FIG. 2 is an enlargement of FIG. 1 in the area of valve unit 23 and packer 20. Where appropriate, the same reference numerals are used as in FIG. 1. FIG. 2 shows, particularly, how the valve unit 23 is fixed into the annulus. It is screw threaded onto an upward extension 26 of packer 20 and also onto a tubing joint 27 which acts as part of completion string 12 (FIG. 1). Tubing joint 27 is threaded into a coupling 28 at its lower end which couples it to the completion string 12 below the packer.
Production down hole safety valve 17 is screw threaded into an upward extension of valve unit 23 and also into another completion string coupling 29. The flapper valve of the production down hole safety valve is shown at 30 and a valve hydraulic fluid control line at 31.
A down hole electric gauge line is shown at 32, illustrating how it passes around valve unit 23 and through packer 20 to a down hole gauge (not shown).

_____

## Prompt
Write the next passage of the patent description of the well's valve unit and packer, starting after the sentence about the down hole electric gauge line shown at 32.

## Data records
_____

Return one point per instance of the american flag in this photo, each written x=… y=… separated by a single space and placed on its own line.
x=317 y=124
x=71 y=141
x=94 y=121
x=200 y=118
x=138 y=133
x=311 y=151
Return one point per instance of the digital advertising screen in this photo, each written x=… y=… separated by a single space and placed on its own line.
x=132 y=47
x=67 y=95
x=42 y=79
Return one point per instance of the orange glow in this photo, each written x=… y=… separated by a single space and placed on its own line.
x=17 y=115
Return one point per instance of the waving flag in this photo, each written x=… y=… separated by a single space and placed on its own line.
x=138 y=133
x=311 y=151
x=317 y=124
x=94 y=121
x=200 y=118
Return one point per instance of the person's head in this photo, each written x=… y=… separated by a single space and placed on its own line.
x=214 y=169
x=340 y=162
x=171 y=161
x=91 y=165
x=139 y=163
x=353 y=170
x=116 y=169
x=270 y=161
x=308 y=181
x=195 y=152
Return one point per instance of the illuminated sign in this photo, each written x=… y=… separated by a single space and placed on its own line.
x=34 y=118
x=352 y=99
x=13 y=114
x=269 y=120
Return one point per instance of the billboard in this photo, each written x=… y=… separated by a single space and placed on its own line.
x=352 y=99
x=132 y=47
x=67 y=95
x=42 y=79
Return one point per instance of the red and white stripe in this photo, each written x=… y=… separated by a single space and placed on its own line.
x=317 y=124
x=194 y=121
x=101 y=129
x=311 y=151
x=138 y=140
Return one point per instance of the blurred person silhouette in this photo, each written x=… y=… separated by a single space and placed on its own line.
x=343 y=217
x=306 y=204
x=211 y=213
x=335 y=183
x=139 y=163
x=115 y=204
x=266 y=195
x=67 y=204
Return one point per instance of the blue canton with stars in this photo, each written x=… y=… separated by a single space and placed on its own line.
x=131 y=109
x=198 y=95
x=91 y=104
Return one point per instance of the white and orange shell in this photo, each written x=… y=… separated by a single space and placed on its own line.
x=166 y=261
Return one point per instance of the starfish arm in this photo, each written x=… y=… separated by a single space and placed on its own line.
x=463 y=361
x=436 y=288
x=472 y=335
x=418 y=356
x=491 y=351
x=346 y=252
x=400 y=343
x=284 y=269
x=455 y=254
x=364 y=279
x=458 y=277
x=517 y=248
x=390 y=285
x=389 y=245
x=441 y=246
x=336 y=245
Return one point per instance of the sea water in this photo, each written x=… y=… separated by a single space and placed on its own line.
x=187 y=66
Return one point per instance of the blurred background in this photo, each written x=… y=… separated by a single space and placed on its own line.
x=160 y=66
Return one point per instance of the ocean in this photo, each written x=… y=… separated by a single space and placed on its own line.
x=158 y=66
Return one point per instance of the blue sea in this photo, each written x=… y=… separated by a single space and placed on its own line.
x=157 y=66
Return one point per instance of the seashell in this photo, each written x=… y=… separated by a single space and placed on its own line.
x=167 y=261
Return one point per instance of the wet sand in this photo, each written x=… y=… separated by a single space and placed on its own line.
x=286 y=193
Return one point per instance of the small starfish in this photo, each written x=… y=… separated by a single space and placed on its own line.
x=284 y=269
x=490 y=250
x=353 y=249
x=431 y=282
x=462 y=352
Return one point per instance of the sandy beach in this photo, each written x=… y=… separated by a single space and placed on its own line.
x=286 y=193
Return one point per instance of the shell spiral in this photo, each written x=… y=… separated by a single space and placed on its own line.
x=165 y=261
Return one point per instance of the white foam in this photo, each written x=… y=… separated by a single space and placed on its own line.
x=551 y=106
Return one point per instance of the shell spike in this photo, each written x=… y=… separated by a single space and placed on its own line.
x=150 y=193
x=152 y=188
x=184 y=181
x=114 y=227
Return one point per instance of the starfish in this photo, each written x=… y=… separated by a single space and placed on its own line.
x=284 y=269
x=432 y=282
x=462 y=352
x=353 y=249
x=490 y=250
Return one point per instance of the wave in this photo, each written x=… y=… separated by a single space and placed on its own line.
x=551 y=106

_____

## Exercise response
FIG. 2 only shows valve unit 23 generally, a detailed drawing and description being given hereafter with reference to FIG. 3. FIG. 2 does show, however, a slide valve 33 in the unit, with its angled passage 34 lining up with angled ports 35, 36 in the valve unit 23 when the valve is open (left hand side of drawing), but not lining up when the valve is closed (right hand side).
As explained more fully in FIG. 3, the valve unit 23 is annular and slide valve 33 is cylindrical so there will be a number of angled passages 34 in the slide valve 33 lining up with a number of ports 35 and 36. FIG. 2, showing the valve open and closed on different sides of the drawing, is thus purely illustrative to show how vertical movement of slide valve 33 acts to open or close the valve.
Hydraulic fluid control line for valve unit 23 is shown at 37, and a hydraulic bore set for packer 20 at 38.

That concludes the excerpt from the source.